- THE DATA
---+---
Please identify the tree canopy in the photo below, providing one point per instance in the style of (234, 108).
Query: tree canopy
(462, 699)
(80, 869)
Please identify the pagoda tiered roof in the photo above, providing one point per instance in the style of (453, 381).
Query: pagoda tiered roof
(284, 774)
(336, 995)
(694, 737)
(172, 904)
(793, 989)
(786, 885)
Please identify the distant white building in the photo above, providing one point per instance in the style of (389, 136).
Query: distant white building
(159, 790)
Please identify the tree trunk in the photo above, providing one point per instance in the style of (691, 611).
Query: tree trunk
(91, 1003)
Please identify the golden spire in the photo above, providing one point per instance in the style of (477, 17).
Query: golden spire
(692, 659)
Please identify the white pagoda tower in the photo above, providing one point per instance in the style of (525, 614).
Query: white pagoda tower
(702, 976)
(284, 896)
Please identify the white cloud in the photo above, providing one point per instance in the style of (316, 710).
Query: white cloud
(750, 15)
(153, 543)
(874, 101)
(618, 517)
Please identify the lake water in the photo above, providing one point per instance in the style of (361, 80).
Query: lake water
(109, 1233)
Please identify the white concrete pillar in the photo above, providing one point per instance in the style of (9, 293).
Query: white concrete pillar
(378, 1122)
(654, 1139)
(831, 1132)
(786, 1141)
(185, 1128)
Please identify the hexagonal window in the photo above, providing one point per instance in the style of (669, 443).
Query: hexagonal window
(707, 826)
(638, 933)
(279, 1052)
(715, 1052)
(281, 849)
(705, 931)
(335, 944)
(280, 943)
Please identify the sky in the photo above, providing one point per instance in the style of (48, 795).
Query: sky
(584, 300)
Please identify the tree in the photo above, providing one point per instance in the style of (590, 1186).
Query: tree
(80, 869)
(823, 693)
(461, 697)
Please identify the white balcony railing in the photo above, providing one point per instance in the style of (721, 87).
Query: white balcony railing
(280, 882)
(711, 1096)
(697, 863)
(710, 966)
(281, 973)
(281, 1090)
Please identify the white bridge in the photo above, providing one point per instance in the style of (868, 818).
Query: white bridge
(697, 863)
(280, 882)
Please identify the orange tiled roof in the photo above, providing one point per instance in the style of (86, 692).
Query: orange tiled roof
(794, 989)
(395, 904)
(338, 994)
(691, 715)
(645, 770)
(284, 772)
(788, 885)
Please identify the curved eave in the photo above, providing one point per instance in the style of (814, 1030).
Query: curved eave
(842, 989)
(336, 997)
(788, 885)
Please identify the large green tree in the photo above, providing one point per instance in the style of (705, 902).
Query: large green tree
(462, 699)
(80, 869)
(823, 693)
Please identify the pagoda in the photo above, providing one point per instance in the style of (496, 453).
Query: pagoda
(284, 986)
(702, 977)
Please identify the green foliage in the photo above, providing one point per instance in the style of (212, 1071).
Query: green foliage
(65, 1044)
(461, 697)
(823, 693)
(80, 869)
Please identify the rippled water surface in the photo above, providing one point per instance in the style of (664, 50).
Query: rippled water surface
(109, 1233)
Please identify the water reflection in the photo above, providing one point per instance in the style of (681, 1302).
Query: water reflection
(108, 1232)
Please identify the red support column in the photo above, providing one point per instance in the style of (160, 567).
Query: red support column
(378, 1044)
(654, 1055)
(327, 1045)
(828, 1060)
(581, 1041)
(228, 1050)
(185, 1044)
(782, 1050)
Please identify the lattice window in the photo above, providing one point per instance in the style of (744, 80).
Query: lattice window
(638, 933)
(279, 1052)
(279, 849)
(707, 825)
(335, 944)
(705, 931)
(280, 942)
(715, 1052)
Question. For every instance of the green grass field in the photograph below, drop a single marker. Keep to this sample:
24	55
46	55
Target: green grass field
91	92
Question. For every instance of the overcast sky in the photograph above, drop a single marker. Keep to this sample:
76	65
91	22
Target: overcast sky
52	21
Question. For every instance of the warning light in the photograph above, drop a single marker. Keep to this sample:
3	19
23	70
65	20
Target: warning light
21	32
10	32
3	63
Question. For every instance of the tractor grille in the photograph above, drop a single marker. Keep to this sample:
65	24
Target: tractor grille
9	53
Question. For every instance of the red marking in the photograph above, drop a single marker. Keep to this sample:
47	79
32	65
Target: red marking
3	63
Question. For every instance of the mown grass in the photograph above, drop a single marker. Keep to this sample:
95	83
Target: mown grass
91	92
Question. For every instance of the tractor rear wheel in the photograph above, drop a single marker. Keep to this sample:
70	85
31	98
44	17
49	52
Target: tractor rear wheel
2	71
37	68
---+---
- WHAT YOU SHOULD DO
Find the lines in the records that contain the word "below", then copy every one of them.

- RESPONSE AREA
Please identify the tree canopy in the photo below, providing one point per instance in the style of (234, 108).
Question. For every instance of the green grass field in the photograph below, drop a single marker. Keep to this sample:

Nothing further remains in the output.